Object outline annotations
/---
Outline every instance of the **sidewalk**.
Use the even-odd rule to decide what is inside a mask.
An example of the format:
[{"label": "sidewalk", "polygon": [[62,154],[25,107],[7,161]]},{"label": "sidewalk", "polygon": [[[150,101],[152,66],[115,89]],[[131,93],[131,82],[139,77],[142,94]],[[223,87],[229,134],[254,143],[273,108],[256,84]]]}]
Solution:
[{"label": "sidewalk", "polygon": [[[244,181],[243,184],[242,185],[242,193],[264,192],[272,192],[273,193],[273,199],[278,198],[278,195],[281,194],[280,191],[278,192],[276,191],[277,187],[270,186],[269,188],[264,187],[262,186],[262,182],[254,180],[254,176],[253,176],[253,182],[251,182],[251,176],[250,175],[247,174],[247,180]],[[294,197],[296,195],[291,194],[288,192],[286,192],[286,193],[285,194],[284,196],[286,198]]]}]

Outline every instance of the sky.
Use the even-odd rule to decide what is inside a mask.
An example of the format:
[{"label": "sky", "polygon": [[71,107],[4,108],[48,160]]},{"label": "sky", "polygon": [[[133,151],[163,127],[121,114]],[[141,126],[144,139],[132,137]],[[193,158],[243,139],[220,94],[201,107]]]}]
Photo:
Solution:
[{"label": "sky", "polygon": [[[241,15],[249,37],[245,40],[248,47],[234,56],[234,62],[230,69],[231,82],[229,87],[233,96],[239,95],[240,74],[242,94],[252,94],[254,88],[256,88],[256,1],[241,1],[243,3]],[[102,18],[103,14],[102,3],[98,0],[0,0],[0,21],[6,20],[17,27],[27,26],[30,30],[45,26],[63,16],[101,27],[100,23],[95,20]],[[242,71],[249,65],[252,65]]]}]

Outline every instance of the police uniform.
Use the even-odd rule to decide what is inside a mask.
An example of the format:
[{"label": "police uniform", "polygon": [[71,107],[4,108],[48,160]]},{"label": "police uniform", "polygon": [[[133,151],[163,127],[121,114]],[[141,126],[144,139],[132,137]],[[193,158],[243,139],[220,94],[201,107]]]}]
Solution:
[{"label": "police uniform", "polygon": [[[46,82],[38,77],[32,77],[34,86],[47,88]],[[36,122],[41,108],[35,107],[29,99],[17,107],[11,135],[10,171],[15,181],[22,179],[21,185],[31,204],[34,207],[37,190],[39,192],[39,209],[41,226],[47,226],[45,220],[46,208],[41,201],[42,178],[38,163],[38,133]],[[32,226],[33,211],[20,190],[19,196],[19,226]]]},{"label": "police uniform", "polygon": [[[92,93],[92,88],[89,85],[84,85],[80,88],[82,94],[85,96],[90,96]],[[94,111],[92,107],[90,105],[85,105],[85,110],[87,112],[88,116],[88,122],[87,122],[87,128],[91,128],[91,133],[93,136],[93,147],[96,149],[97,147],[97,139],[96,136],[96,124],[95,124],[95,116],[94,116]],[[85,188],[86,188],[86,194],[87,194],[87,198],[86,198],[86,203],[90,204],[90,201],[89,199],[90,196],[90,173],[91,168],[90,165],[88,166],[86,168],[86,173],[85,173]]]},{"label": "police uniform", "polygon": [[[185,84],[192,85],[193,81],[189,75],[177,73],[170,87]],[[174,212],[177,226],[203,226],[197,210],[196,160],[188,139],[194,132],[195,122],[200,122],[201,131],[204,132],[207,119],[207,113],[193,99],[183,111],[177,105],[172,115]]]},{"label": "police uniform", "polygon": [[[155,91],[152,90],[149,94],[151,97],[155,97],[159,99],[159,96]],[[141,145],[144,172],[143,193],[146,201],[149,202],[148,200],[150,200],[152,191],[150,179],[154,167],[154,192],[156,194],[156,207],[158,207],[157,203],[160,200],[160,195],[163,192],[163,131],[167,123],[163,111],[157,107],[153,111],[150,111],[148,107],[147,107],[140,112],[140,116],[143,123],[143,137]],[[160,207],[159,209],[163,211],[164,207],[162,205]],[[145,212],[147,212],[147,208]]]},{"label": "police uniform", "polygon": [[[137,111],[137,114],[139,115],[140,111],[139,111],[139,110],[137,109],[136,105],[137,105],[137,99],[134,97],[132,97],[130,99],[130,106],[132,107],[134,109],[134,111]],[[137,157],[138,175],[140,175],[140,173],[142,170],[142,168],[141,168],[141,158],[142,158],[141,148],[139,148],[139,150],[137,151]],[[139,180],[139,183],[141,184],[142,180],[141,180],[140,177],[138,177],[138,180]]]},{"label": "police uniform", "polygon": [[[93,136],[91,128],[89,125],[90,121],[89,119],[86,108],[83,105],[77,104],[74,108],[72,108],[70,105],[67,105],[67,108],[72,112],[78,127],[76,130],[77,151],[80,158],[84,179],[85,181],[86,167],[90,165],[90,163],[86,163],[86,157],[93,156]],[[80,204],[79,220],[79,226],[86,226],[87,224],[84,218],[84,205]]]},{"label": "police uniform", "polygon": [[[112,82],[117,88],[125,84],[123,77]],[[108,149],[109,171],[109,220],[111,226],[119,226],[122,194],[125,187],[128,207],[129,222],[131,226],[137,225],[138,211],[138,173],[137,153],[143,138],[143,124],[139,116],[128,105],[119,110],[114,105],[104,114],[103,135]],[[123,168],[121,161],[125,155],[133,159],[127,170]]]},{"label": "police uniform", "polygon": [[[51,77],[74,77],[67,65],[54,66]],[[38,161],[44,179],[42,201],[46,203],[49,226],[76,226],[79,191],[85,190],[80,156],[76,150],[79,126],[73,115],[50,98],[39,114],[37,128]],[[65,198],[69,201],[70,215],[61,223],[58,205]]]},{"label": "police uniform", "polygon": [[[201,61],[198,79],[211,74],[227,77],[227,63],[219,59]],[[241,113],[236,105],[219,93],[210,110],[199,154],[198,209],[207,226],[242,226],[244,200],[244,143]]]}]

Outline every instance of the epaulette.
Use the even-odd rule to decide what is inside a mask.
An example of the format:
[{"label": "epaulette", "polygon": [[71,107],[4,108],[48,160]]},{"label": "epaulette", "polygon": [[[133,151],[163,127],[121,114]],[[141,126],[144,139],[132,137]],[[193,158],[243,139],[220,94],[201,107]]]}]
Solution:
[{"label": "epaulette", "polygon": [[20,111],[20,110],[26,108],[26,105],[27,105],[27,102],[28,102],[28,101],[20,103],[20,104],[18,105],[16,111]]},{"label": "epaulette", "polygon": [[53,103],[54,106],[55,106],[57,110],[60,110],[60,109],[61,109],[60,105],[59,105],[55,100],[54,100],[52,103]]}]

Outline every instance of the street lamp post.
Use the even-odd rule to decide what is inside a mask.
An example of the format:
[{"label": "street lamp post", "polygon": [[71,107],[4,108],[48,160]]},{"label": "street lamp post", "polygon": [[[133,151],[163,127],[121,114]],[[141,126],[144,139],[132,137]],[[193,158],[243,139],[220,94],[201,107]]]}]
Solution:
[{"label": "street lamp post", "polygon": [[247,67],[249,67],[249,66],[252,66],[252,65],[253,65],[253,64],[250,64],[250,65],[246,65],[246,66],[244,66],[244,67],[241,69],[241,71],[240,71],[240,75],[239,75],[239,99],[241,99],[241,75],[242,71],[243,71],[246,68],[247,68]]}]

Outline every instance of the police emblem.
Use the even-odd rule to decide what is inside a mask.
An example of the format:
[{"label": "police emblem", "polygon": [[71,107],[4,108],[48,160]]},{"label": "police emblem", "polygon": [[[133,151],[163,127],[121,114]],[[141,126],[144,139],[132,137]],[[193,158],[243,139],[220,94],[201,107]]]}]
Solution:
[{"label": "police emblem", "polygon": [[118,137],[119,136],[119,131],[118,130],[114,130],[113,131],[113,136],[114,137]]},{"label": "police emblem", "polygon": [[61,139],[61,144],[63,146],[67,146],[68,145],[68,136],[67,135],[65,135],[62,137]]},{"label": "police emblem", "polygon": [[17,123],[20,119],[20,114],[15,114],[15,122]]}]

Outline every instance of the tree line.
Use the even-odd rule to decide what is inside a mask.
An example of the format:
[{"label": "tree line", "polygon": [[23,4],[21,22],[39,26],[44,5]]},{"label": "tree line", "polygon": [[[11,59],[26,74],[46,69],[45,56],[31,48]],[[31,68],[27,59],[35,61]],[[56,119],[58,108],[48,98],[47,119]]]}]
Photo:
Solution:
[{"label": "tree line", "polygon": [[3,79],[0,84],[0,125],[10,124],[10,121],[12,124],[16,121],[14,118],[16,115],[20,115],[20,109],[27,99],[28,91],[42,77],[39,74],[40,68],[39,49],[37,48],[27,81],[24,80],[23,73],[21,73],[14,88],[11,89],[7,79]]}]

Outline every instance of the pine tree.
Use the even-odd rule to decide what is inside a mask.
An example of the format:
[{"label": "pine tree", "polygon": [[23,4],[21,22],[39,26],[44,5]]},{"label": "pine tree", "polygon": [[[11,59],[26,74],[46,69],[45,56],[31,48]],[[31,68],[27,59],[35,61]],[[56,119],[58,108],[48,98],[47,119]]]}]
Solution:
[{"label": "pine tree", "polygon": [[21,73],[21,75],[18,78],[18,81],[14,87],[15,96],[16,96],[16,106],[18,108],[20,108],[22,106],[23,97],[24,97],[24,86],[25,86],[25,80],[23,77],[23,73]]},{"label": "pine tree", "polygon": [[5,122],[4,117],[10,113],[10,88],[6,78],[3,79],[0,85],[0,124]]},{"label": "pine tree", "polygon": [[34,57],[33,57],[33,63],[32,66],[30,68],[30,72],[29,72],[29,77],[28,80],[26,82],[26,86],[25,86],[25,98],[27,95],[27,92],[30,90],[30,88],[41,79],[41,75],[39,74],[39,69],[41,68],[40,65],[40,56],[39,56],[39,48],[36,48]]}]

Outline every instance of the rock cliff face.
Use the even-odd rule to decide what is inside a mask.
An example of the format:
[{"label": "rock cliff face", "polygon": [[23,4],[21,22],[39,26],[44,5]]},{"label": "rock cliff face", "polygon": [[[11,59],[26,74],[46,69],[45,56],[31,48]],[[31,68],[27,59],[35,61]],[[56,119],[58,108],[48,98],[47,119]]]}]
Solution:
\---
GOAL OF THE EXERCISE:
Please copy the records above verbatim, from the line containing "Outline every instance of the rock" through the end of the records.

RESULT OF THE TASK:
Outline every instance of the rock cliff face.
Use the even-odd rule to decide what is inside a mask.
An example of the format:
[{"label": "rock cliff face", "polygon": [[23,4],[21,22],[39,26],[44,5]]},{"label": "rock cliff face", "polygon": [[[11,59],[26,74],[46,69],[45,56],[31,48]],[[31,68],[27,59],[35,61]],[[56,119],[58,108],[48,98],[47,119]]]}]
Solution:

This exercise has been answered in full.